─── Dataset content

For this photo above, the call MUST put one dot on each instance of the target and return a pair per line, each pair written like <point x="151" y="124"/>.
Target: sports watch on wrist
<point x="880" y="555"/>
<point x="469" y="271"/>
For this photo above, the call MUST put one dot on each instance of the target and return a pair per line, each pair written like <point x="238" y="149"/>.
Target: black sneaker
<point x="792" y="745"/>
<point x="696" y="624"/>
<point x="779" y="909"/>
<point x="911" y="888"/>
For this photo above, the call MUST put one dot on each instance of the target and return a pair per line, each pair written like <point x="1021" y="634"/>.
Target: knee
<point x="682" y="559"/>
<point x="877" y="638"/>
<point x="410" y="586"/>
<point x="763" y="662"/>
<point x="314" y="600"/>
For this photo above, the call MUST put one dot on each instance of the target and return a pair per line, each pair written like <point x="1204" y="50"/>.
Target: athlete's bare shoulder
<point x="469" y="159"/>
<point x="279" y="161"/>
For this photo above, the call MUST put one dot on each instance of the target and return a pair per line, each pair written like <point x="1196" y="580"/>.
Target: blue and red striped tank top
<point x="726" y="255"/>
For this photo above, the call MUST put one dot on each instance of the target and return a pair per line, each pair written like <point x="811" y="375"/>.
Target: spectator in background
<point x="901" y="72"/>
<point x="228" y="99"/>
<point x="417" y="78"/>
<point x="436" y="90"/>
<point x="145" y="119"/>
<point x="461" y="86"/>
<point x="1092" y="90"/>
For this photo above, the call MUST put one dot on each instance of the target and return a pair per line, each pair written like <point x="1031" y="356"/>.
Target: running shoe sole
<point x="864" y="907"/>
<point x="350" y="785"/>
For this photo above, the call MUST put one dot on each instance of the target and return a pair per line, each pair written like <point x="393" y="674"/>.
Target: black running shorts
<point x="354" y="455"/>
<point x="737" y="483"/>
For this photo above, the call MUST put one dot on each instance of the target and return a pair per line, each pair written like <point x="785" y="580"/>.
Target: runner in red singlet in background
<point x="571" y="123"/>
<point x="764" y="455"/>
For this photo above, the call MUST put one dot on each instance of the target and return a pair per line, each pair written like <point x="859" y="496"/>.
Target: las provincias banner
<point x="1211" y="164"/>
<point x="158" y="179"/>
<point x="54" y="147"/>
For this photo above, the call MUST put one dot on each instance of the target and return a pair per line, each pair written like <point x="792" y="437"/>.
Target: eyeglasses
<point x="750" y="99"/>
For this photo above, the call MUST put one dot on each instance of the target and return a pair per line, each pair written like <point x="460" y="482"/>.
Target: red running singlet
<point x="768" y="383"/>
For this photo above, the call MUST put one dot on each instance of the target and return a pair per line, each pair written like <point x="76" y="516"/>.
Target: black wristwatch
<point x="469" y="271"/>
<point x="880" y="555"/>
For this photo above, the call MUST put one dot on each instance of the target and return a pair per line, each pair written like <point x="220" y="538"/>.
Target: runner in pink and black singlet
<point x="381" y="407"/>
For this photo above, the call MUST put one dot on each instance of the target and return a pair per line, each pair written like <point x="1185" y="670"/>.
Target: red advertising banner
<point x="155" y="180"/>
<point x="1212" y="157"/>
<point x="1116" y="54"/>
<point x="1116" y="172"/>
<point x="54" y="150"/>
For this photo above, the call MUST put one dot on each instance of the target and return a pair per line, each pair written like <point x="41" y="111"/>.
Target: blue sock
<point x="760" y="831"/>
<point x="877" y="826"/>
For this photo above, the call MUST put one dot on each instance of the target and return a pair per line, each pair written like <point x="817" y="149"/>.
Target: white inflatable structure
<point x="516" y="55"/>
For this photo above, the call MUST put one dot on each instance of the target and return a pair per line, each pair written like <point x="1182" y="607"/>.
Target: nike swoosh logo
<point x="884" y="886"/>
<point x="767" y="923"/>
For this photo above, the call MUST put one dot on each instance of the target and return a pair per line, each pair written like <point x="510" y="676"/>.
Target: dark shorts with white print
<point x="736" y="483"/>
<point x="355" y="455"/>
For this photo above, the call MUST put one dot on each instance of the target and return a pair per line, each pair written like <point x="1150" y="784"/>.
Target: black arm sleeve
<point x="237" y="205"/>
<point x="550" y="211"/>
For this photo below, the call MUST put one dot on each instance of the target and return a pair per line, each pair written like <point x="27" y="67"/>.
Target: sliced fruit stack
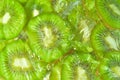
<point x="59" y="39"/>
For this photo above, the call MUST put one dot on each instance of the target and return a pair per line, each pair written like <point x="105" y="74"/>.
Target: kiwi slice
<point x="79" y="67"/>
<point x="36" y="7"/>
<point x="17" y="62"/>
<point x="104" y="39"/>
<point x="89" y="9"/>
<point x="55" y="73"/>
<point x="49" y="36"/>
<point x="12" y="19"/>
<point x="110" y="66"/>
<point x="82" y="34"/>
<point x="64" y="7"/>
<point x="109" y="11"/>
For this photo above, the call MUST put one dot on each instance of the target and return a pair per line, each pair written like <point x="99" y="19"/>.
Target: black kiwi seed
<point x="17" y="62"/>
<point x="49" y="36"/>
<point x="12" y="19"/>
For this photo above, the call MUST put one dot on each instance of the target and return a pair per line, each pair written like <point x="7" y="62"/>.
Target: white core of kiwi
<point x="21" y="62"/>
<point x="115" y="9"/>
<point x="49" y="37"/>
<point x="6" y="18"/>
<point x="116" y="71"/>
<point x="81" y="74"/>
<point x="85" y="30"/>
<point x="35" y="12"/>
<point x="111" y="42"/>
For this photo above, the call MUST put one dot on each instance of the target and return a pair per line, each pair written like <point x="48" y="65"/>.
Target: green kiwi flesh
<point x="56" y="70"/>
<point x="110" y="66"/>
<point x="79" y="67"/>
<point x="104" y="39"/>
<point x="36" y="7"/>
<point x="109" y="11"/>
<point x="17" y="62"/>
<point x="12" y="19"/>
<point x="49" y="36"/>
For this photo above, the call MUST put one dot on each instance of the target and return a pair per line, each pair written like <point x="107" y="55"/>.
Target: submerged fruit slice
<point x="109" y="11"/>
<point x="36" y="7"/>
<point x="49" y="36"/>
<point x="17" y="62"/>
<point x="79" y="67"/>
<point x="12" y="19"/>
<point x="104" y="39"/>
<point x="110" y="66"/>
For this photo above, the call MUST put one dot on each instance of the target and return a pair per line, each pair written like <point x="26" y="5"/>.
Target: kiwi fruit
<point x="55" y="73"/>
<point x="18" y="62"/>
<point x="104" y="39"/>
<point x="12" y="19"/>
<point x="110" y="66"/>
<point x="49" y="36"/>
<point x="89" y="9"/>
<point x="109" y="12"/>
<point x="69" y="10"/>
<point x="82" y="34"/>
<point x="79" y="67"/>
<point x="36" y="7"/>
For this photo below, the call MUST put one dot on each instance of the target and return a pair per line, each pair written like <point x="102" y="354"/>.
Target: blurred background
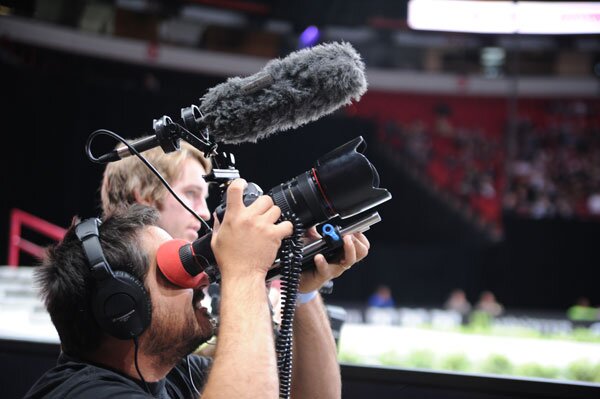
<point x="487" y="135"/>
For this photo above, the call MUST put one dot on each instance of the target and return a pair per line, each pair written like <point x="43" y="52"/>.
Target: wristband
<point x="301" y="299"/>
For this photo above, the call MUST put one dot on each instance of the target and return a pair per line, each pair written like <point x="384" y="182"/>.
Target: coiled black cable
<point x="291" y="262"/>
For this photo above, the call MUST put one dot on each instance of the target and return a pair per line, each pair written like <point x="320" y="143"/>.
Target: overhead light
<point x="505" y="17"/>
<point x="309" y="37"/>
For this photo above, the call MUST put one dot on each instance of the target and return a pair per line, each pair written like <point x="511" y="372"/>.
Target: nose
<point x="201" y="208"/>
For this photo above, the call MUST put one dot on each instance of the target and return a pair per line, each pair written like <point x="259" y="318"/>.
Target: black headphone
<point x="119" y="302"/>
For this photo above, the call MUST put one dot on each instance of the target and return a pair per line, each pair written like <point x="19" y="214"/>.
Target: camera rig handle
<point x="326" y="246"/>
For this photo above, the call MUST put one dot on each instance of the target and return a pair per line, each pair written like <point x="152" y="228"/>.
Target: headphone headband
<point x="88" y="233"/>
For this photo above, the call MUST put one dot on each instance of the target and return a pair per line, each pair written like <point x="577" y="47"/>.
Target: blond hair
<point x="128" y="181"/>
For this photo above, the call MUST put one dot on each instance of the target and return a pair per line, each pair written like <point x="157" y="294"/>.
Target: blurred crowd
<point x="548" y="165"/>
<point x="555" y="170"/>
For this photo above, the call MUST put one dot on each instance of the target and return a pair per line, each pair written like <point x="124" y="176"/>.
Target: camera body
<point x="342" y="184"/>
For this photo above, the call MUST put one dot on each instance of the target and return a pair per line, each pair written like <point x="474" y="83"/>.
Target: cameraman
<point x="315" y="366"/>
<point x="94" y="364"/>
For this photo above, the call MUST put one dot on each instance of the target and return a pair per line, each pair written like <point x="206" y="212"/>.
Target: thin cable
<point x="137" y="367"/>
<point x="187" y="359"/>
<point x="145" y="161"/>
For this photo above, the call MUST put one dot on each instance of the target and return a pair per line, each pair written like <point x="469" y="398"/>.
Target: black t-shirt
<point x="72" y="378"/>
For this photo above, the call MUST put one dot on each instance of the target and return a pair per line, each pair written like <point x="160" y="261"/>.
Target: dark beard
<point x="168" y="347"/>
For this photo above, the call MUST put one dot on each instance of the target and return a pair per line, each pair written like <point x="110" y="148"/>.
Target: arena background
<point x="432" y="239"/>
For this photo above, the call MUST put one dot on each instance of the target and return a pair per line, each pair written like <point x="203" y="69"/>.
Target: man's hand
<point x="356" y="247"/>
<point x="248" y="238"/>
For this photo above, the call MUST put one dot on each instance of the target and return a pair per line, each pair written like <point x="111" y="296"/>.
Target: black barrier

──────

Pull out every line above that contains the word "white", and copy each of those lines unchanged.

- [Exercise result]
Target: white inflatable structure
Target: dark shorts with white print
Target: white core of kiwi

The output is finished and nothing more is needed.